- **SOURCE EXTRACT**
There’s something to what McCallum’s grandmother said when it’s applied to climate change.
We can argue all we want about how serious a problem it is – but the physics are not favorable. The planet is getting hotter, and it’s starting to have a real effect.
Kathy Blume, who heads the 350Vermont.org board, has this perspective of how to change the narrative:
“It’s about using the arts as an integral part of putting your vision/communications forward, because they’re already designed to engage the head and the heart simultaneously, and because they understand the power of quality storytelling.
“It’s also about the coalition-building that was, for example, the reason the People’s Climate March in NYC was so successful. We’re learning about embedded racism, embedded sexism, embedded patriarchy, embedded class/economic inequities. The list goes on…
“I don’t think it’s ultimately about better slogans,” she added. “It’s about more equitable, more heterogenous, more resilient communities and deeper relationships with everyone in those communities.”
Jon Isham, a Middlebury College economist who focuses much of his work in environmental issues, noted one recent small victory in Florida. There, a grassroots campaign “that included solar manufacturers, environmental organizations and tea party groups stood up for low-cost, decentralized solar power. Monopolists and their backers lost; consumers and small businesses won.”
I’m with Isham on this. I think the most persuasive argument we have is economic.
Pointing to Elon Musk, who is developing solar batteries, cars and other technologies that promote clean energy, Isham said, “Musk is the new Thomas Edison. Whose side are you on? Musk, or those who are profiting from the old ways? What Vermonters would not prefer a house with solar roof shingles, a battery pack in the garage, an electric heat pump, and an electric car or two — which would all be less expensive than their current fossil-fuel powered household?
“Green Mountain Power is in the forefront of this clean energy revolution,” Isham noted. “Are Vermonters with these Rutland-based innovators or with DC-based monopolists who don’t want to ‘drain the swamp’?”
We’re facing at least four years of policy out of Washington that will reward the fossil fuel industry and push us closer to climate chaos.
So it’s time those of us in the environmental movement started talking more about the economy and the effects of climate change. Especially if the main worry is “how much it’s going to cost our companies.”
We need to better connect the dots between climate change and weather catastrophes like Katrina and Irene. We need to be talking to people whose jobs are tied up with the military industrial complex. To point out, for example, that America’s largest naval base in Norfolk, Va., will one day be underwater unless we stop melting the ice caps.
We need to be talking to insurance companies about the huge losses they will bear from increasingly out-of-control weather events.
Real estate people understand money. Let’s start talking more about how flooding along our coasts is going to wipe out billions of dollars in value – to the point that this factor alone could destabilize the economy.
“A warming planet has already forced a number of industries — coal, oil, agriculture and utilities among them — to account for potential future costs of a changed climate,” the New York Times reports.
Now its real estate’s turn.
The chief economist for mortgage giant Freddie Mac recently said it’s only a matter of time before the rise in sea level is catastrophic. We’re approaching a point, he said, when many residents will simply abandon the coastlines – leaving their mortgages unpaid and prompting another meltdown in the housing market.
And this time around, he said, those housing prices might never recover.
The environmental movement will find little solace in Washington for the next four years. But we can find receptive ears among those who care about the economy.
So here’s my suggestion for the new narrative:
“Climate Change: We Can’t Afford It.”

- **TASK DIRECTIONS**
Write out the passage of the climate change column word for word, starting at "We’re facing at" and ending at "the ice caps.".

- **RECORDED INFORMATION**
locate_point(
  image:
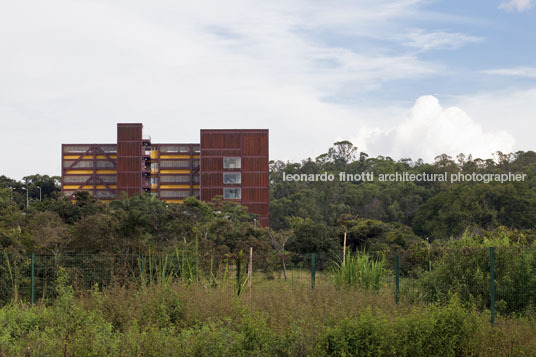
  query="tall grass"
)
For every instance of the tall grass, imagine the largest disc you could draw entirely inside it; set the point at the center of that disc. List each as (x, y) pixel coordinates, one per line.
(359, 270)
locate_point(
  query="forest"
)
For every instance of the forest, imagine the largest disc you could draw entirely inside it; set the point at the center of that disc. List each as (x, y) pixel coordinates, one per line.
(440, 233)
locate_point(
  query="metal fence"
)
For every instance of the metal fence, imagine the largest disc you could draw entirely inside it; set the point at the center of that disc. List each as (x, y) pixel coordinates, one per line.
(501, 279)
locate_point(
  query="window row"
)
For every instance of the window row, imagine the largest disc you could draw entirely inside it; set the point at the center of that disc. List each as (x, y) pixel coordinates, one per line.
(177, 194)
(231, 163)
(178, 179)
(177, 149)
(109, 179)
(84, 164)
(232, 193)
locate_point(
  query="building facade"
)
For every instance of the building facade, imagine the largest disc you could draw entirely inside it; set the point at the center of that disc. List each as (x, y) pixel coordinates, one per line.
(228, 163)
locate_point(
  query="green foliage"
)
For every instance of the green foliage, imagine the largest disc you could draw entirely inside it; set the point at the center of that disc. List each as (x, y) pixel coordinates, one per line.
(446, 331)
(365, 336)
(360, 270)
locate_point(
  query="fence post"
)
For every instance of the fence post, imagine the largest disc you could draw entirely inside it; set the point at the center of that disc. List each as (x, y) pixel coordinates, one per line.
(33, 280)
(492, 282)
(238, 276)
(313, 270)
(397, 280)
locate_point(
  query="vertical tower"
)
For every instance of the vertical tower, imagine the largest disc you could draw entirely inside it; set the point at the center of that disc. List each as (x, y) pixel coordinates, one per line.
(234, 164)
(129, 158)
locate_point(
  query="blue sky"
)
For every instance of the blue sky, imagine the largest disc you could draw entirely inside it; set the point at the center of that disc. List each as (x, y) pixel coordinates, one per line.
(399, 78)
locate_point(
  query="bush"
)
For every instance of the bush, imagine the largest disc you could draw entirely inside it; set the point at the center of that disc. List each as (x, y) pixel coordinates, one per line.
(360, 270)
(445, 331)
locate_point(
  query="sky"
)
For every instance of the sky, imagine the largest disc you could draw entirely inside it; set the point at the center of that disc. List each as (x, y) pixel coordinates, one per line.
(400, 78)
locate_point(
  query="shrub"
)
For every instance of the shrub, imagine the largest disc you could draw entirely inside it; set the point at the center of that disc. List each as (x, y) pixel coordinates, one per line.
(360, 270)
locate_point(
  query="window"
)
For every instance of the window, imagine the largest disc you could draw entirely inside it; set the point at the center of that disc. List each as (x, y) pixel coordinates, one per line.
(84, 164)
(231, 163)
(183, 164)
(75, 149)
(174, 178)
(109, 149)
(174, 194)
(232, 193)
(75, 179)
(231, 178)
(108, 179)
(105, 194)
(105, 165)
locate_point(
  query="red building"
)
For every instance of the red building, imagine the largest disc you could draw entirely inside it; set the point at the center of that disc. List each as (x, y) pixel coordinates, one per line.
(234, 164)
(230, 163)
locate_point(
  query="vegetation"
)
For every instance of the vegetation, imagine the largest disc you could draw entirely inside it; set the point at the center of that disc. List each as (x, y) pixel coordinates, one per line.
(167, 273)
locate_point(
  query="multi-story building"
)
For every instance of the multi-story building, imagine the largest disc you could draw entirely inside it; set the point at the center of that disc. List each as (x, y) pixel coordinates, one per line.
(228, 163)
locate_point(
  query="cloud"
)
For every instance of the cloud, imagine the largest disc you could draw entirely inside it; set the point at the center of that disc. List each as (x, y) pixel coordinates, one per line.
(528, 72)
(431, 130)
(517, 5)
(71, 70)
(426, 41)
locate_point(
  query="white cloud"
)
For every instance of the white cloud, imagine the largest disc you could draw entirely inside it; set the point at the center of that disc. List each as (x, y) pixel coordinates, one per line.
(426, 41)
(528, 72)
(71, 70)
(518, 5)
(431, 130)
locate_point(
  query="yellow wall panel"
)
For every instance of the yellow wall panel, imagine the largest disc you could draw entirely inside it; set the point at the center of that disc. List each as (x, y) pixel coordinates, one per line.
(81, 172)
(86, 187)
(106, 171)
(87, 157)
(174, 186)
(173, 201)
(71, 187)
(174, 171)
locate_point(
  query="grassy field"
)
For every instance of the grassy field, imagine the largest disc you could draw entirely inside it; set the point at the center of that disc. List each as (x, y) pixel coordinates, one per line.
(274, 317)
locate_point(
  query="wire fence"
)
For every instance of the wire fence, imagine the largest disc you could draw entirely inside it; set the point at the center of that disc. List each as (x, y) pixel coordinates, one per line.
(499, 279)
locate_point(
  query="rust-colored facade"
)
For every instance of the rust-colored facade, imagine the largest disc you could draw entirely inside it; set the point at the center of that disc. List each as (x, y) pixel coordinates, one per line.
(234, 164)
(230, 163)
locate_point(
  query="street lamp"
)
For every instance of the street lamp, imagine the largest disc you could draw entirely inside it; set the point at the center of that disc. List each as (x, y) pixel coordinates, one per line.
(27, 197)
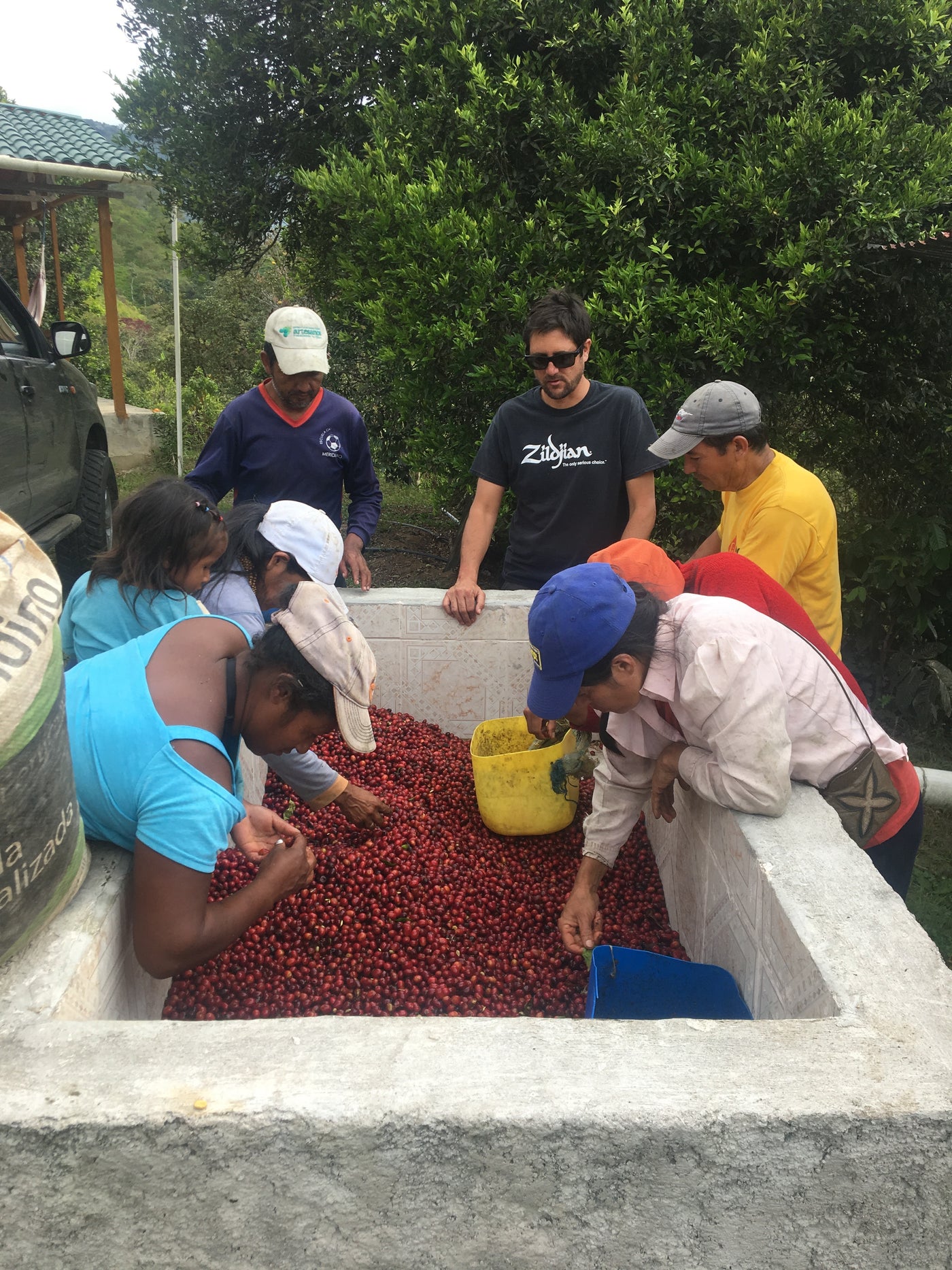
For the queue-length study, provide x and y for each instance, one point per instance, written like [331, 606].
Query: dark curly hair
[159, 531]
[275, 650]
[559, 310]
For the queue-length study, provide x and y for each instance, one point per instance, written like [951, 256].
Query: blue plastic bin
[628, 983]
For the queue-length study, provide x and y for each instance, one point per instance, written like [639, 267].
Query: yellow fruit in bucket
[514, 783]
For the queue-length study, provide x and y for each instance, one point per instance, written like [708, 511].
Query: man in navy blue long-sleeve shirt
[292, 439]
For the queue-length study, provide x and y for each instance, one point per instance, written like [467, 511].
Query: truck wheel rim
[108, 521]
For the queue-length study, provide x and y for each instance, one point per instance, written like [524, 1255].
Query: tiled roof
[50, 137]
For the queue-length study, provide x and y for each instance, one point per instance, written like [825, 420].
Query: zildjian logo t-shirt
[568, 470]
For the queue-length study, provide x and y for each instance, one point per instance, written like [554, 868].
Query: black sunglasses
[562, 361]
[212, 511]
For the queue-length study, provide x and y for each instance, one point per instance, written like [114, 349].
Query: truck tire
[95, 505]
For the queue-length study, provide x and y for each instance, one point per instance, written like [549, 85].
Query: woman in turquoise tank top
[154, 732]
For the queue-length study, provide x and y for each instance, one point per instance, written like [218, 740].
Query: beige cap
[320, 629]
[299, 338]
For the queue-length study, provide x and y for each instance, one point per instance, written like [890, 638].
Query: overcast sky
[60, 54]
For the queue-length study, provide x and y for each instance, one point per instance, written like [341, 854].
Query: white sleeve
[735, 697]
[622, 784]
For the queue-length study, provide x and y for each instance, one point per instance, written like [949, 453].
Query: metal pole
[20, 257]
[112, 312]
[178, 338]
[57, 275]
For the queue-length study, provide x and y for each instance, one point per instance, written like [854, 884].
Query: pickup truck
[56, 479]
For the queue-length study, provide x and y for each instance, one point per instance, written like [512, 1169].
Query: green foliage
[202, 403]
[230, 98]
[896, 611]
[711, 177]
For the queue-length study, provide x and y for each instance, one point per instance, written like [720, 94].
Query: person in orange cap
[725, 574]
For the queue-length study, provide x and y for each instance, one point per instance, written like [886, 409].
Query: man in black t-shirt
[575, 455]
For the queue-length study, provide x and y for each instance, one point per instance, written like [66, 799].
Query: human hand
[663, 782]
[258, 832]
[287, 868]
[465, 601]
[581, 921]
[354, 562]
[363, 808]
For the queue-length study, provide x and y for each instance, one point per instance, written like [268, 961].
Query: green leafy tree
[719, 178]
[719, 181]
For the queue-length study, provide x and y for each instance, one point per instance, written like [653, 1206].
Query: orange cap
[641, 562]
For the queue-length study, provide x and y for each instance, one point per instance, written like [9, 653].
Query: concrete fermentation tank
[817, 1136]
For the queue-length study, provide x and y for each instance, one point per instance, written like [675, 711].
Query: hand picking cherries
[430, 916]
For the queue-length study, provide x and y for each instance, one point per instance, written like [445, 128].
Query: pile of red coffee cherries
[430, 916]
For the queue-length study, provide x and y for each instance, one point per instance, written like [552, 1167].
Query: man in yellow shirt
[776, 512]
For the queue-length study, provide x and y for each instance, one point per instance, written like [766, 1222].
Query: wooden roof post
[57, 273]
[112, 313]
[20, 256]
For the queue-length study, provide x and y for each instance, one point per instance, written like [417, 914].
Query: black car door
[52, 456]
[14, 484]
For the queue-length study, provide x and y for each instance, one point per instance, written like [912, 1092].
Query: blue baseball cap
[575, 619]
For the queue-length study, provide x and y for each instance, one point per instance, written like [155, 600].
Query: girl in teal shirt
[164, 546]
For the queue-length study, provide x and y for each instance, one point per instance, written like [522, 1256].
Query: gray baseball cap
[717, 410]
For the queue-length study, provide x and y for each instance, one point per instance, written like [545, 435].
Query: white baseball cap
[320, 629]
[306, 534]
[299, 338]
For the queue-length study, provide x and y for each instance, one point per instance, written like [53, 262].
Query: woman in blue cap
[710, 692]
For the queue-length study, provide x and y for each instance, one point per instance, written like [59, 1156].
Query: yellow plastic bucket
[513, 786]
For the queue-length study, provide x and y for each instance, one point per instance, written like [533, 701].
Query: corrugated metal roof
[51, 137]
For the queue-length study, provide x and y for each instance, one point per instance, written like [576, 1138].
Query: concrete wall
[815, 1138]
[432, 668]
[131, 439]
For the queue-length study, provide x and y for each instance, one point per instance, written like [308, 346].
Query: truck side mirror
[70, 338]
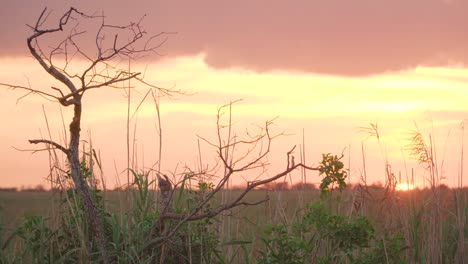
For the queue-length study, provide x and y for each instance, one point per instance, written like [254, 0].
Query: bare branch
[49, 142]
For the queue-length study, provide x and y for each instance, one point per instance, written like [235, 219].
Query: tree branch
[49, 142]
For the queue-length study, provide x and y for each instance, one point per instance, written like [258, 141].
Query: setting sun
[404, 186]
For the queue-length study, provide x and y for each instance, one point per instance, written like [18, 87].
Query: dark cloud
[332, 37]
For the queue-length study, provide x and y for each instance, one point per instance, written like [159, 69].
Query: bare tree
[236, 154]
[113, 43]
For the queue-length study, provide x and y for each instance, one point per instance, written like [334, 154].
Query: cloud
[329, 37]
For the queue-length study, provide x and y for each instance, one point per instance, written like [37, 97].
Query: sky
[323, 69]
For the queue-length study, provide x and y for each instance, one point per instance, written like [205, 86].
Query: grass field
[431, 224]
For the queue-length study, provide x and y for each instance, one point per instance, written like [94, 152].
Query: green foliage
[331, 167]
[344, 234]
[323, 237]
[283, 246]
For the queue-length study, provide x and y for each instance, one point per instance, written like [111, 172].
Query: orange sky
[326, 76]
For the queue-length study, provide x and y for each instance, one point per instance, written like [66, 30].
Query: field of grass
[419, 226]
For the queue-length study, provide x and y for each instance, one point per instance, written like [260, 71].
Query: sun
[404, 186]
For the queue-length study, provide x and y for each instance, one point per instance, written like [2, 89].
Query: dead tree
[235, 155]
[112, 44]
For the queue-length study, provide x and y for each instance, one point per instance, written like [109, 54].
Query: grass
[407, 214]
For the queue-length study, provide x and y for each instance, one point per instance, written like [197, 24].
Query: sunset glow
[324, 80]
[404, 186]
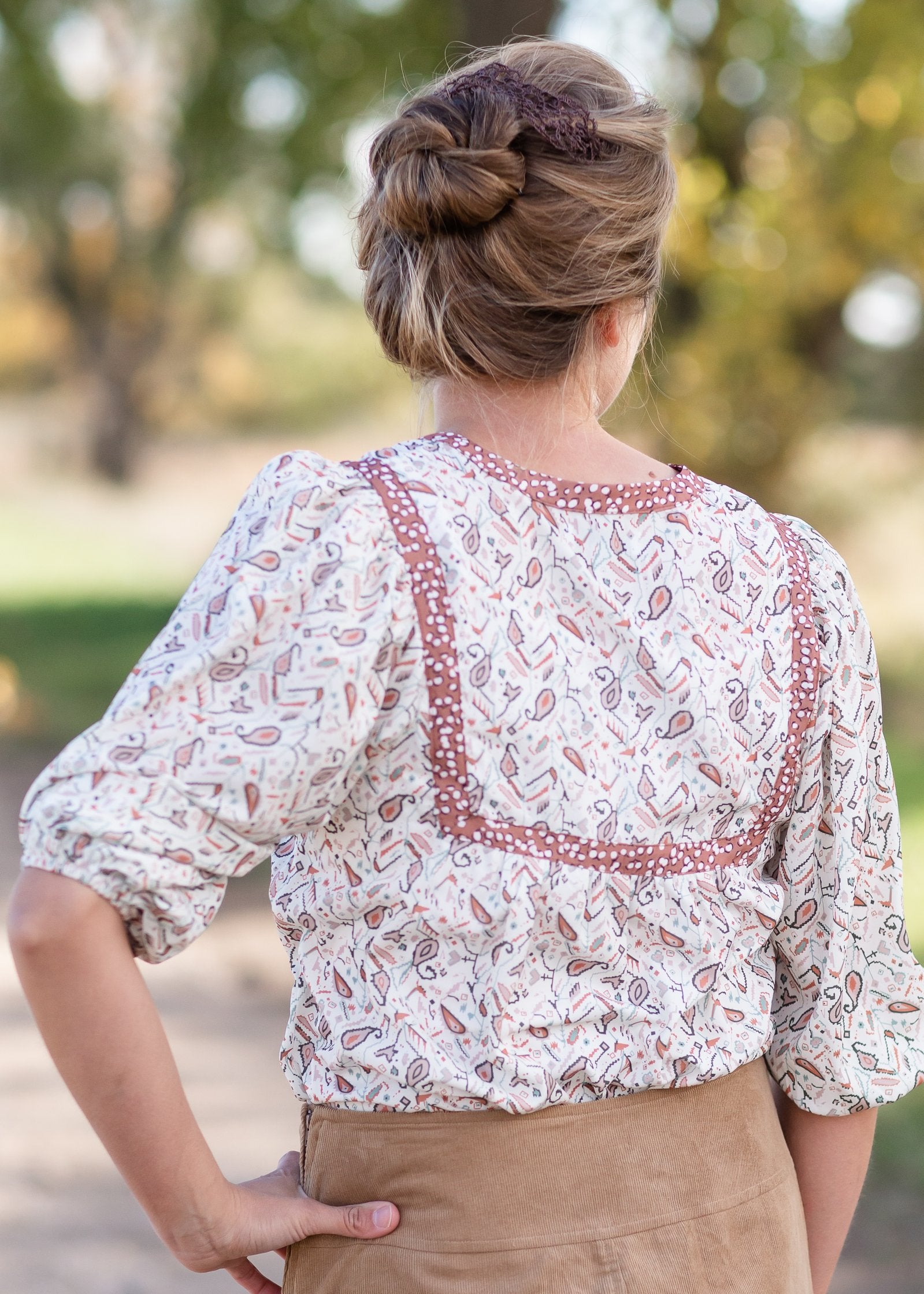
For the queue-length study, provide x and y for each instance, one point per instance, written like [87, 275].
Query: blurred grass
[73, 658]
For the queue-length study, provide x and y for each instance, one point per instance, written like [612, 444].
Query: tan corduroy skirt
[658, 1192]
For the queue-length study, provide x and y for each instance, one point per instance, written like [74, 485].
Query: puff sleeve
[246, 718]
[849, 995]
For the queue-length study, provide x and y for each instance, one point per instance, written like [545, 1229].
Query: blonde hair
[485, 250]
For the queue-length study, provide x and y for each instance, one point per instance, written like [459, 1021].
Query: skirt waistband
[598, 1169]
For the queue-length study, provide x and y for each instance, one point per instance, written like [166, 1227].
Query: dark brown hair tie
[561, 121]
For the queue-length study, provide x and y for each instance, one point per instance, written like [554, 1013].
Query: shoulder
[302, 496]
[831, 581]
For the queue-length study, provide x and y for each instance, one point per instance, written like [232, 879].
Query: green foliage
[786, 203]
[174, 112]
[73, 659]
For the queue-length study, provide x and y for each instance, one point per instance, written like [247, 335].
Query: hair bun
[436, 170]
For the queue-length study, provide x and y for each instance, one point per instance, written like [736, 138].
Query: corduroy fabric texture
[650, 1193]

- **EXERCISE ANSWER**
We’re facing at least four years of policy out of Washington that will reward the fossil fuel industry and push us closer to climate chaos.
So it’s time those of us in the environmental movement started talking more about the economy and the effects of climate change. Especially if the main worry is “how much it’s going to cost our companies.”
We need to better connect the dots between climate change and weather catastrophes like Katrina and Irene. We need to be talking to people whose jobs are tied up with the military industrial complex. To point out, for example, that America’s largest naval base in Norfolk, Va., will one day be underwater unless we stop melting the ice caps.